- [TASK A]:
Answer these questions from the diversification article below:
(i) What did Warren Buffet famously say diversification is?
(ii) What median projected volatility over ten years does Vanguard assign U.S. small-cap stocks?
(iii) According to the definition, across what three things does a diversification strategy allocate capital?

- [EXTRACT TO READ]:
(begin)

Warren Buffet famously said that diversification is protection against ignorance. For Buffet, diversification is like an insurance policy for those of us who don’t have the time, opportunity, or patience to thoroughly research the fundamentals of every stock.

What Buffet describes as ignorance is, in fact, a near-universal. There’s a much higher statistical chance of your investments straying from your predictions than adhering to them. That’s why we insure against the likelihood of our picks failing—to shelter our retirement savings from risk, and to protect against our own fallibility.

Despite what you might have heard, all financial instruments carry risk. However, they vary in kind and in degree. For instance, Vanguard assigns U.S. small-cap stocks a median projected volatility (MPV) of 23% over ten years, whereas the U.S. dollar has a 1% MPV.

That doesn’t mean you should go ahead and store all your wealth in cash. Prudent investors are typically better off spreading their assets across a wide basket of securities, fixed-income assets, cash, and alternatives to enjoy the benefits of concentration (growth) and diversification (risk management) in equal measure.

In this article, I’ll go over the basic principles of diversification and provide a general roadmap to diversifying across asset classes. Note, however, that diversification means different things to different people. Speak with a licensed financial advisor for a diversification strategy that addresses your specific situation.

 

Diversification Definition: What Is A Diversification Strategy?

A diversification strategy is a method of controlling one’s exposure to financial risk by allocating capital across a mix of asset classes, asset types, and sectors. 

There’s no one-size-fits-all approach to risk management. Every investor has a different level of risk they’re willing to accept in their portfolio. Therefore, diversification strategies for retirement investors should be dynamic; varying according to one’s individual tolerance for risk and specific time horizon.

(end)

- [INPUT MATERIAL]:
(begin)

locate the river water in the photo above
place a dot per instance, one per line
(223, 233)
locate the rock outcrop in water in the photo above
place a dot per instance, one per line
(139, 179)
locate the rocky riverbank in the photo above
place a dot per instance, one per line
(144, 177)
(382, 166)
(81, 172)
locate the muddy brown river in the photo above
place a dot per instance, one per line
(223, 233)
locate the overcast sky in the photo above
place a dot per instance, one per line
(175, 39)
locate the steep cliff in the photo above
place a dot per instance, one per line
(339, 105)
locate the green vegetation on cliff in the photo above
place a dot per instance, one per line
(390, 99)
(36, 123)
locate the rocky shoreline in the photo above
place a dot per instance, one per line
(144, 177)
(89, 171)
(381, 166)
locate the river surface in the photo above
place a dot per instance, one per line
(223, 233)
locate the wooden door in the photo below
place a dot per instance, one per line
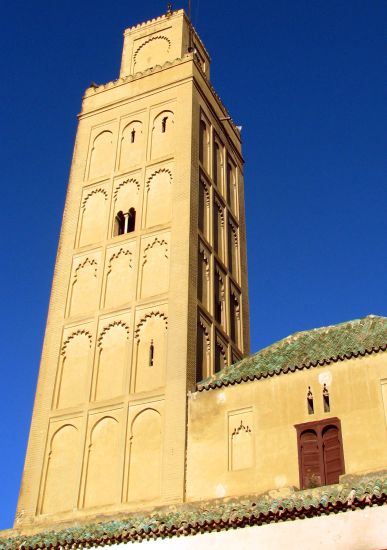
(311, 474)
(333, 464)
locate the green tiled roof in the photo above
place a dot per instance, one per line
(307, 349)
(216, 515)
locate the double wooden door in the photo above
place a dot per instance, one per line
(320, 453)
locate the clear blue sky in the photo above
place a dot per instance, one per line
(305, 79)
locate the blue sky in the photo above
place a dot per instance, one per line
(305, 79)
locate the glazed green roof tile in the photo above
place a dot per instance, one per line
(189, 519)
(306, 349)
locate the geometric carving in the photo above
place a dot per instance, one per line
(84, 288)
(217, 170)
(203, 276)
(155, 268)
(145, 456)
(101, 159)
(74, 369)
(103, 474)
(151, 336)
(241, 452)
(163, 135)
(61, 484)
(131, 145)
(119, 278)
(152, 52)
(158, 198)
(93, 223)
(113, 358)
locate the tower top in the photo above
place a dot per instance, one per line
(161, 40)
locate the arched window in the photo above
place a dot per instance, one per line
(125, 223)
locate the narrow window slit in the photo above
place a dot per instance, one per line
(327, 406)
(309, 399)
(120, 223)
(151, 354)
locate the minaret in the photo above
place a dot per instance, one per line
(150, 290)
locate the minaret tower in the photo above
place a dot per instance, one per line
(149, 292)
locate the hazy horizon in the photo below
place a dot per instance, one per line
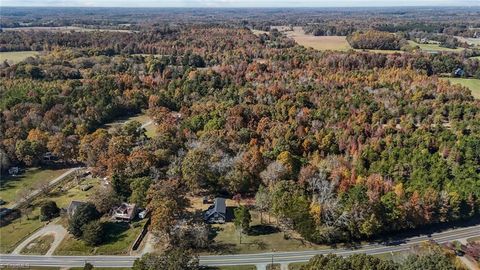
(238, 4)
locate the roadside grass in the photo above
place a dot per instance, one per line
(472, 84)
(474, 239)
(119, 238)
(15, 57)
(10, 185)
(18, 230)
(261, 238)
(39, 246)
(235, 267)
(433, 47)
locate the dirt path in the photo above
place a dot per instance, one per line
(51, 184)
(58, 232)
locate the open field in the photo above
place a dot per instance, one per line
(15, 57)
(472, 84)
(18, 230)
(322, 43)
(262, 237)
(11, 185)
(39, 246)
(141, 118)
(119, 238)
(434, 47)
(63, 29)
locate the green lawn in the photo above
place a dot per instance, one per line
(434, 47)
(10, 185)
(14, 233)
(142, 118)
(15, 57)
(119, 238)
(472, 84)
(39, 246)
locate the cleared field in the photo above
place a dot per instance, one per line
(472, 84)
(11, 185)
(433, 47)
(39, 246)
(119, 238)
(63, 29)
(322, 43)
(15, 57)
(141, 118)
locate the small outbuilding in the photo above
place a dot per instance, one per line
(216, 213)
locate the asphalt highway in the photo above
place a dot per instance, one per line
(241, 259)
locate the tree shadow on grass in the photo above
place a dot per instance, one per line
(262, 229)
(114, 231)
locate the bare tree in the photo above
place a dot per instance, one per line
(273, 172)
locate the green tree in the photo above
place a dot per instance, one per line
(83, 215)
(93, 233)
(172, 259)
(242, 220)
(49, 210)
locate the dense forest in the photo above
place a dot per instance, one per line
(338, 146)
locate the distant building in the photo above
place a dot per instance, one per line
(73, 207)
(125, 212)
(459, 72)
(216, 213)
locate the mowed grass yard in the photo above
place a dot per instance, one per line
(262, 237)
(472, 84)
(10, 185)
(39, 246)
(22, 227)
(141, 118)
(15, 57)
(119, 238)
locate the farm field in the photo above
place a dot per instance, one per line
(472, 84)
(433, 47)
(63, 29)
(11, 185)
(15, 57)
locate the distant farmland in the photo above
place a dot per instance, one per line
(15, 57)
(322, 43)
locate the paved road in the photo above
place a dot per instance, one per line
(244, 259)
(58, 232)
(51, 184)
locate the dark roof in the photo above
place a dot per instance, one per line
(220, 206)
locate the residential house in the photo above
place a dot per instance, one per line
(125, 212)
(73, 207)
(216, 213)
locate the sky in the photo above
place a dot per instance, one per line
(237, 3)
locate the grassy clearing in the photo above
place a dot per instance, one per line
(15, 57)
(262, 238)
(141, 118)
(433, 47)
(322, 43)
(14, 233)
(10, 185)
(472, 84)
(39, 246)
(119, 238)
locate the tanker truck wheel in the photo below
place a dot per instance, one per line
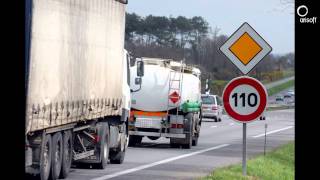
(117, 157)
(104, 135)
(197, 132)
(188, 129)
(67, 154)
(134, 140)
(45, 157)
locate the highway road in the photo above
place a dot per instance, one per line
(276, 83)
(220, 144)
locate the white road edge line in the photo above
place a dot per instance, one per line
(274, 131)
(158, 163)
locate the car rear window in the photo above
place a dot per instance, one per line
(208, 100)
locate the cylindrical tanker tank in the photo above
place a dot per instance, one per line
(161, 79)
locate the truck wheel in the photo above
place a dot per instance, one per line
(173, 143)
(188, 129)
(45, 157)
(56, 155)
(67, 154)
(134, 140)
(195, 140)
(197, 132)
(104, 144)
(117, 157)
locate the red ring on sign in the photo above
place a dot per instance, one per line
(255, 84)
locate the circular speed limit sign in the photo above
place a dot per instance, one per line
(244, 99)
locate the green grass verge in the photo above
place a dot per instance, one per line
(280, 87)
(277, 164)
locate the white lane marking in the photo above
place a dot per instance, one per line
(274, 131)
(158, 163)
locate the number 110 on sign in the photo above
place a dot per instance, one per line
(244, 99)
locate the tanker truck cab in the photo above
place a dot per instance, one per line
(167, 103)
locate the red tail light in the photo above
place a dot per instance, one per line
(214, 108)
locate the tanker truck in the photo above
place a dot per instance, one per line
(77, 85)
(167, 102)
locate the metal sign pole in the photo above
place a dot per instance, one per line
(244, 150)
(265, 138)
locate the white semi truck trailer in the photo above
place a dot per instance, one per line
(167, 103)
(77, 85)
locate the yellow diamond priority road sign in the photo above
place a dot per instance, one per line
(245, 48)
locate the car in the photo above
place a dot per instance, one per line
(211, 107)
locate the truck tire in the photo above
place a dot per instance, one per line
(197, 133)
(195, 140)
(45, 157)
(67, 154)
(134, 140)
(104, 136)
(56, 157)
(188, 129)
(117, 157)
(173, 143)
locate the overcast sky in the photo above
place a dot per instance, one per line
(273, 20)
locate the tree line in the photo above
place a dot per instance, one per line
(191, 39)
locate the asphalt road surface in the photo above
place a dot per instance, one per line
(276, 83)
(220, 144)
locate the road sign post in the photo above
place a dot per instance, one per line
(244, 149)
(245, 98)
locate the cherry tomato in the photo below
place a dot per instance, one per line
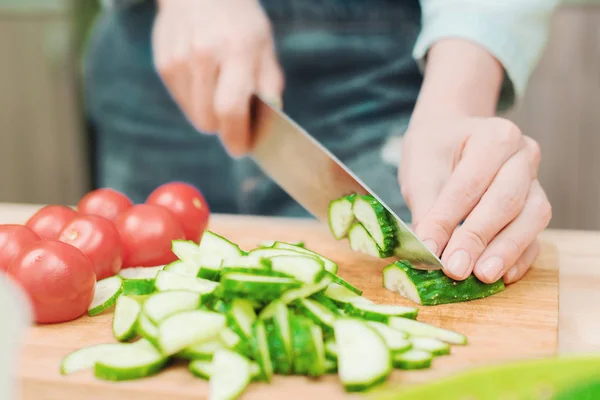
(58, 278)
(147, 231)
(12, 240)
(98, 238)
(50, 220)
(104, 202)
(187, 204)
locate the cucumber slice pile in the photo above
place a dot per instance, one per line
(273, 310)
(372, 230)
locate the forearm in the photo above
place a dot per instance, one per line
(460, 78)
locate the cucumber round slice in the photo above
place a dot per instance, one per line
(105, 295)
(164, 304)
(363, 358)
(126, 315)
(188, 328)
(230, 375)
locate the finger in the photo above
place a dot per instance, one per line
(235, 86)
(523, 264)
(500, 204)
(484, 154)
(270, 81)
(506, 248)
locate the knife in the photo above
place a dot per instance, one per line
(314, 177)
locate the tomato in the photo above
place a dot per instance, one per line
(98, 238)
(104, 202)
(58, 279)
(187, 204)
(146, 233)
(50, 220)
(12, 240)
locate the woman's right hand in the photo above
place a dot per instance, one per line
(212, 56)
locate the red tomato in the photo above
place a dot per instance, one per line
(105, 202)
(12, 240)
(187, 204)
(146, 233)
(58, 278)
(50, 220)
(98, 238)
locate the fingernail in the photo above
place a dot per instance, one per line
(431, 245)
(459, 263)
(512, 274)
(492, 268)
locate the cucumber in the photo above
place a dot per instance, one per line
(341, 216)
(166, 281)
(255, 287)
(327, 263)
(412, 359)
(188, 328)
(363, 358)
(340, 281)
(378, 223)
(421, 329)
(431, 345)
(361, 241)
(131, 361)
(306, 269)
(230, 375)
(105, 295)
(394, 339)
(379, 312)
(261, 350)
(317, 312)
(127, 311)
(213, 244)
(241, 316)
(434, 287)
(164, 304)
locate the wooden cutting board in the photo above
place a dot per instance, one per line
(519, 323)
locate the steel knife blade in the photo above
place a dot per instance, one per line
(314, 177)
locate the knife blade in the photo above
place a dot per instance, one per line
(314, 177)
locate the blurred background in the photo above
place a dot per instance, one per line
(45, 156)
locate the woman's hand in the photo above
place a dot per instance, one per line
(212, 56)
(482, 171)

(end)

- [TASK B]: Copy out, word for word, the part of the listing that opens with the line containing "locate the red tomato in the photo above" and closes with the last line of the listing, both included.

- [EXERCISE RESULT A]:
(i) Protection against ignorance.
(ii) 23%.
(iii) Asset classes, asset types, and sectors.

- [EXERCISE RESULT B]:
locate the red tomato in the photo above
place a dot per instance, one per line
(105, 202)
(12, 240)
(187, 204)
(146, 233)
(58, 278)
(50, 220)
(98, 238)
locate the fingernail in the photo above
place a dot per instance, one per line
(431, 245)
(459, 263)
(512, 274)
(492, 268)
locate the cucumber in the photo above
place a dot per instance, one per line
(341, 216)
(166, 281)
(255, 287)
(327, 263)
(412, 359)
(188, 328)
(363, 358)
(340, 281)
(378, 223)
(421, 329)
(431, 345)
(361, 241)
(131, 361)
(306, 269)
(230, 375)
(105, 295)
(394, 339)
(379, 312)
(261, 350)
(317, 312)
(127, 311)
(213, 244)
(241, 316)
(434, 287)
(164, 304)
locate the wooden cutting board in the photo above
place a dot per instance, one per line
(519, 323)
locate the steel knife blade in the photo above
place a dot per instance, one per line
(314, 177)
locate the knife blade in the photo above
place a dot per instance, one per line
(314, 177)
locate the blurred background in the photo above
place a dot per instance, one per line
(45, 156)
locate the woman's hand in the photo above
place a dot per instance, one per line
(212, 56)
(482, 171)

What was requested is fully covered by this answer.